**Desafio**
Reproduza todas as linhas da listagem abaixo tal como aparecem, sem deixar nenhuma de fora. Não inclua as imagens na resposta.

**Dados fornecidos**
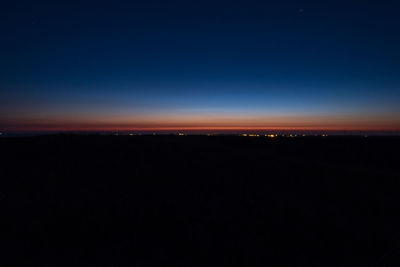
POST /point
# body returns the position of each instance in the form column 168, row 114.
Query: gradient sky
column 131, row 65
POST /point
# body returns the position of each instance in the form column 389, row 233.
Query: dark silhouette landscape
column 166, row 200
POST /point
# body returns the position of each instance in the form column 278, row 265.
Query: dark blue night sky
column 91, row 65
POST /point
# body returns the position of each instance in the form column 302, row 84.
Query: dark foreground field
column 200, row 201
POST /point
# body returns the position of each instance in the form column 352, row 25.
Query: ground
column 71, row 200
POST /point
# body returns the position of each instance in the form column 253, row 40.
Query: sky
column 199, row 65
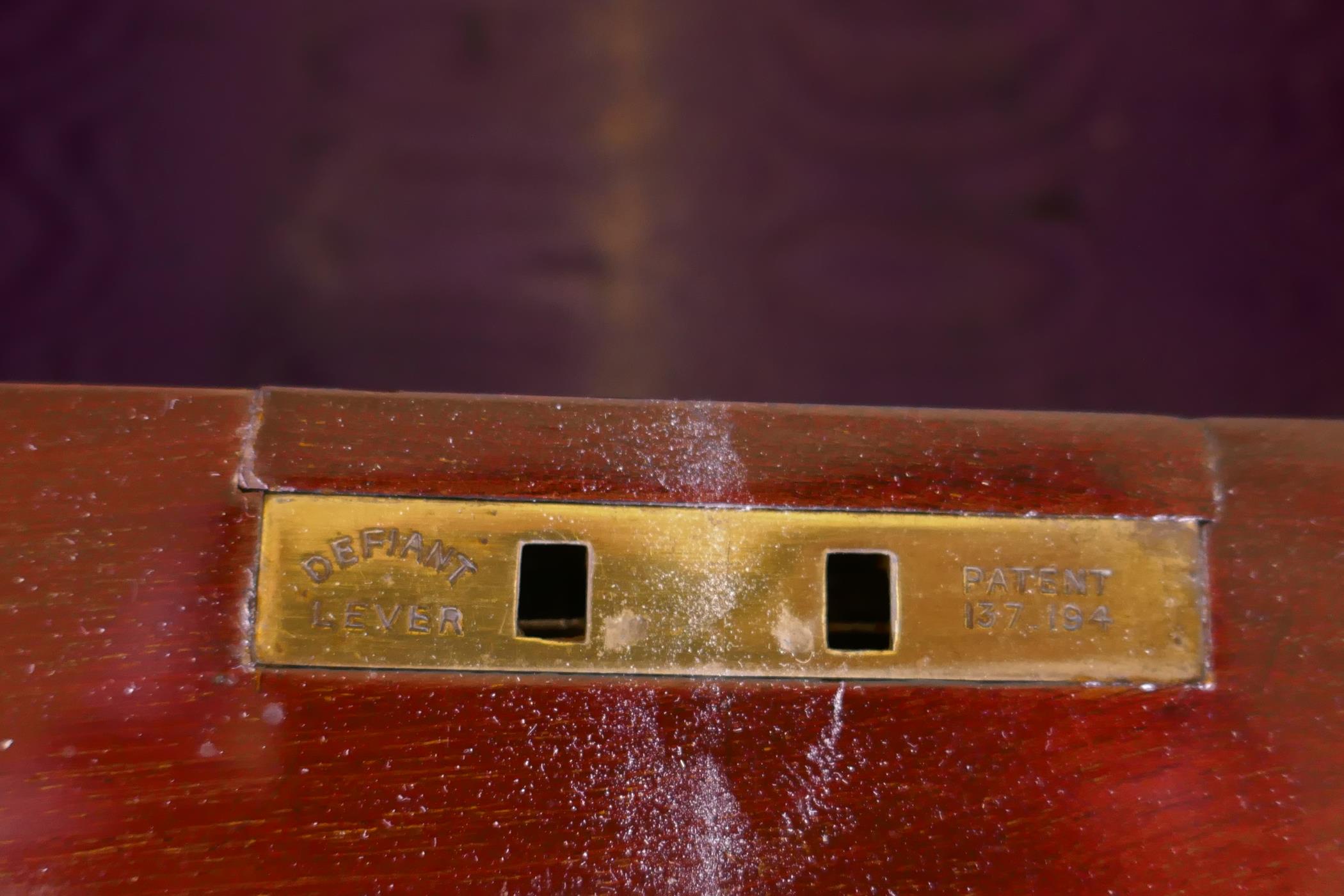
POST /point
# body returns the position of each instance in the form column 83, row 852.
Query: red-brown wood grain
column 145, row 754
column 761, row 454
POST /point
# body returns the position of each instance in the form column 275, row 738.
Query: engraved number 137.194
column 1011, row 614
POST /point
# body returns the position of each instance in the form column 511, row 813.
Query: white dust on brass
column 687, row 451
column 794, row 634
column 624, row 630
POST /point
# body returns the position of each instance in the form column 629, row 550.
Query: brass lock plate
column 422, row 583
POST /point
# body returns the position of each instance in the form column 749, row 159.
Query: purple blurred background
column 1116, row 206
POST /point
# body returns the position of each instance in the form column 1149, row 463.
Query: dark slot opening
column 553, row 591
column 859, row 601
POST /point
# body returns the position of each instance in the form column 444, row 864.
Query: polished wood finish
column 143, row 751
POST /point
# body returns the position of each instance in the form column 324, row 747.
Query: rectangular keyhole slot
column 859, row 598
column 553, row 591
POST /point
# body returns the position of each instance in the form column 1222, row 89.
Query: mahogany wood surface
column 144, row 753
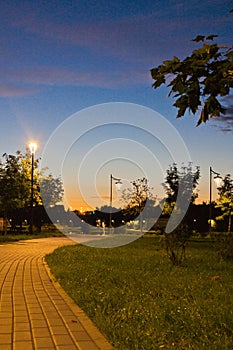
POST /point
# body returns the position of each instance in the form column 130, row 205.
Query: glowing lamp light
column 118, row 185
column 33, row 147
column 218, row 180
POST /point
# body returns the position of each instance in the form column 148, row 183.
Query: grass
column 24, row 236
column 139, row 301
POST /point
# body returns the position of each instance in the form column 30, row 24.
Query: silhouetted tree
column 225, row 201
column 200, row 80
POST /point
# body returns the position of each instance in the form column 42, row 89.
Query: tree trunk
column 229, row 223
column 5, row 223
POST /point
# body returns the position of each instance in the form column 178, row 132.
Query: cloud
column 59, row 76
column 225, row 122
column 139, row 38
column 14, row 91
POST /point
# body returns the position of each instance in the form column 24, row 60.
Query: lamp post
column 118, row 184
column 218, row 181
column 32, row 147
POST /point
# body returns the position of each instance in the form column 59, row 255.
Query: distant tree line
column 15, row 188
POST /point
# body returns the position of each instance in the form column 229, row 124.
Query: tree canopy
column 225, row 201
column 200, row 81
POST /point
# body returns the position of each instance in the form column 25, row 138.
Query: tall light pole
column 32, row 147
column 118, row 184
column 218, row 181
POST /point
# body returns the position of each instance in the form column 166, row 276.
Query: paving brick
column 43, row 314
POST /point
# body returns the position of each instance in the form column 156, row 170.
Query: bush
column 175, row 244
column 224, row 244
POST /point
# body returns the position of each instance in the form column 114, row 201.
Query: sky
column 60, row 58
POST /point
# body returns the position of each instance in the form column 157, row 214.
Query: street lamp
column 118, row 185
column 32, row 147
column 218, row 181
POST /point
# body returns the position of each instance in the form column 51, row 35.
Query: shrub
column 224, row 244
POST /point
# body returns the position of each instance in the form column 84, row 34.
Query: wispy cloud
column 14, row 91
column 58, row 76
column 225, row 122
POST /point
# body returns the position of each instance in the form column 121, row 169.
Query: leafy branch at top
column 200, row 80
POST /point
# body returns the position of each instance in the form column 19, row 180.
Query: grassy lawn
column 140, row 301
column 19, row 237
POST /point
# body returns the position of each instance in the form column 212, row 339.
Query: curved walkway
column 35, row 313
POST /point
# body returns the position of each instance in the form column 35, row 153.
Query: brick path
column 35, row 313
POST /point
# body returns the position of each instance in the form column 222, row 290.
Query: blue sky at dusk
column 59, row 57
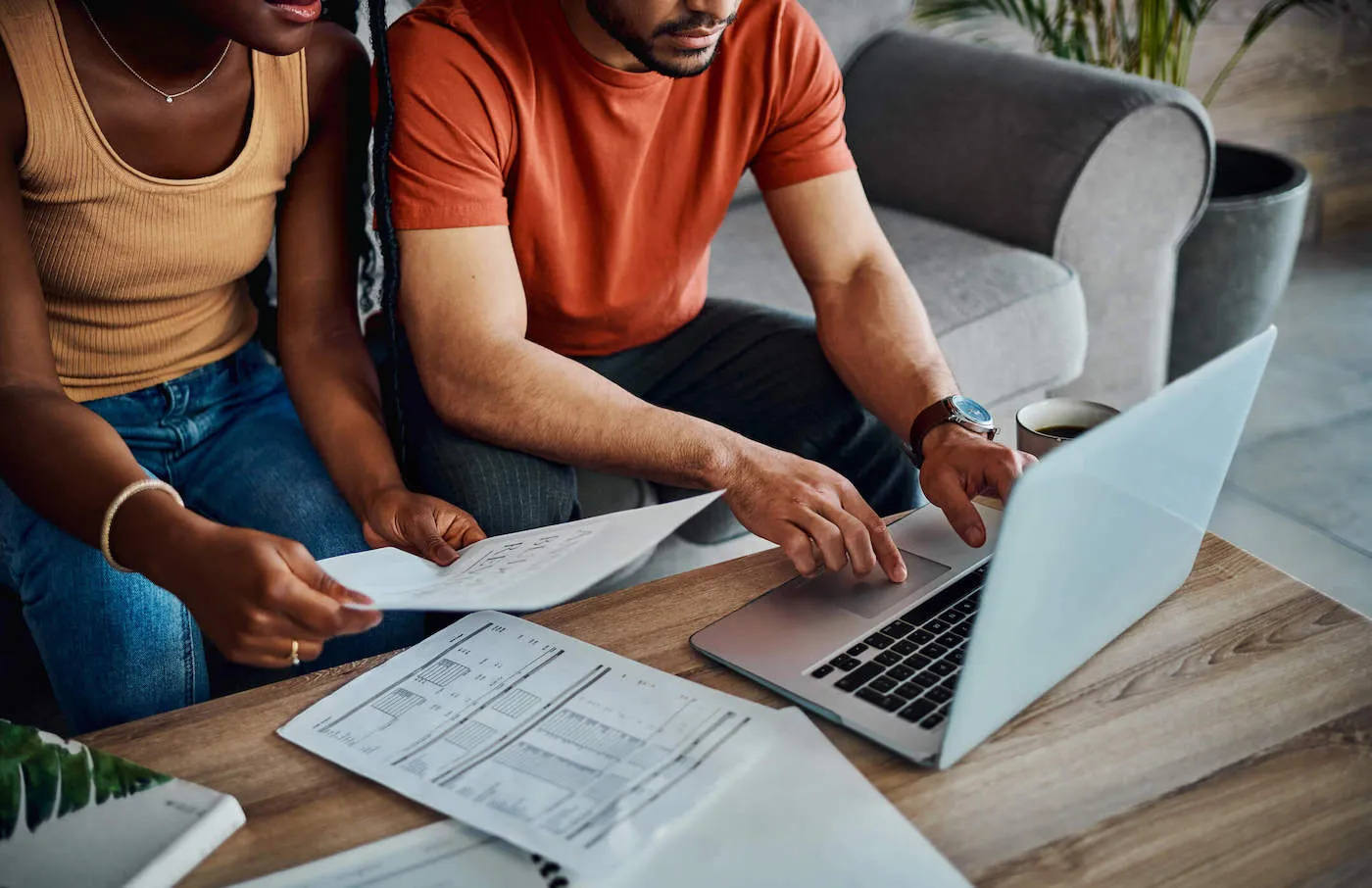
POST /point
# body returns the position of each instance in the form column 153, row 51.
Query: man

**Solução completa**
POST /point
# body returns the position of each instance in the form column 168, row 114.
Query: gradient sky
column 131, row 65
POST /point
# body returns the position of each instance in the form column 389, row 233.
Query: dark silhouette landscape
column 166, row 200
POST /point
# body returns the position of each instance in the form column 278, row 265.
Query: dark blue night sky
column 91, row 65
POST /point
# body returns the position of each instance in the form column 302, row 84.
Query: dark foreground field
column 200, row 201
POST /point
# body returns the position of each instance in the form column 352, row 25.
Query: ground
column 71, row 200
POST /point
# body returns the position of each instance in the form column 253, row 40.
Query: sky
column 199, row 65
POST /point
# body returns the position of each instance in the form column 83, row 852.
Query: red-brown wood grain
column 145, row 754
column 761, row 454
POST /point
# body returns the position of each instance in the form column 275, row 738.
Query: engraved number 137.194
column 1011, row 614
POST /point
# body returns the position of each instance in the form column 511, row 813.
Query: white dust on brass
column 687, row 451
column 794, row 634
column 624, row 630
POST /point
# body returns the position of each instance in the form column 629, row 550.
Query: brass lock plate
column 422, row 583
POST /point
# body returns the position of each instance in the form column 749, row 159.
Query: purple blurred background
column 1116, row 206
POST /point
# body returns the position of each instance in the form column 1149, row 463.
Query: dark slot opening
column 553, row 591
column 859, row 601
POST /point
# body returns the position of each instance in the form column 444, row 864.
Query: polished wood finish
column 143, row 751
POST /point
# body returns the position of each instance in the form column 324, row 747.
Query: rectangular keyhole slot
column 859, row 598
column 553, row 591
POST /point
# body returns the position of each instance in the form column 1222, row 89.
Query: mahogany wood surface
column 144, row 753
POST /point
# body returns the position of each instance in the form column 130, row 205.
Query: glowing lamp light
column 118, row 185
column 33, row 147
column 218, row 180
POST /point
# body returns the position of each instance in the form column 148, row 183.
Query: grass
column 24, row 236
column 139, row 301
POST /point
# body returns the position of each instance in the form column 30, row 24.
Query: silhouetted tree
column 225, row 201
column 200, row 80
POST /point
# body returns the position of each instance in the form column 42, row 89.
Query: tree trunk
column 229, row 223
column 5, row 223
POST /point
# body returns the position of each instance in the form column 178, row 132.
Query: cloud
column 59, row 76
column 225, row 122
column 139, row 38
column 14, row 91
POST /point
# body returns the position of each instance in the form column 24, row 60.
Query: lamp post
column 118, row 184
column 218, row 181
column 32, row 147
POST /point
# body returns the position of each instance in the form column 59, row 255.
Query: distant tree line
column 15, row 188
POST /point
# body returns the position of each instance in the form column 229, row 124.
Query: tree canopy
column 225, row 201
column 200, row 81
POST /point
# body returns the position of each instance in the form column 25, row 138.
Query: tall light pole
column 32, row 147
column 118, row 184
column 218, row 181
POST /point
# body returns the position of each instance in the form column 166, row 276.
Query: paving brick
column 43, row 314
POST /point
# body returns the position of each instance in the form column 156, row 170.
Query: bush
column 175, row 244
column 224, row 244
POST /point
# body returns the position of each instance in the form column 114, row 201.
Query: sky
column 60, row 58
POST /point
# body returns the position of each instance in the form column 157, row 214.
Query: street lamp
column 118, row 185
column 32, row 147
column 218, row 181
POST /point
# body returns the position of each instance in the form column 51, row 35.
Query: shrub
column 224, row 244
POST /point
# body returns the position of each instance in the form column 84, row 34.
Query: wispy cloud
column 14, row 91
column 58, row 76
column 225, row 122
POST /point
# body returns the position of each instance in the form column 121, row 169.
Query: leafy branch at top
column 200, row 80
POST /point
# body returns the position of each instance in the form column 19, row 180.
Query: grassy lawn
column 140, row 301
column 19, row 237
POST /point
# body returns the position of each instance in the form column 212, row 339.
Query: curved walkway
column 35, row 313
POST /point
# body returns the position of each instance in the form column 35, row 153.
Query: brick path
column 35, row 313
POST /point
# body returns the position of each instance in the form column 222, row 290.
Query: blue sky at dusk
column 59, row 57
POST /point
# body returns the position of each instance in the form column 153, row 51.
Query: man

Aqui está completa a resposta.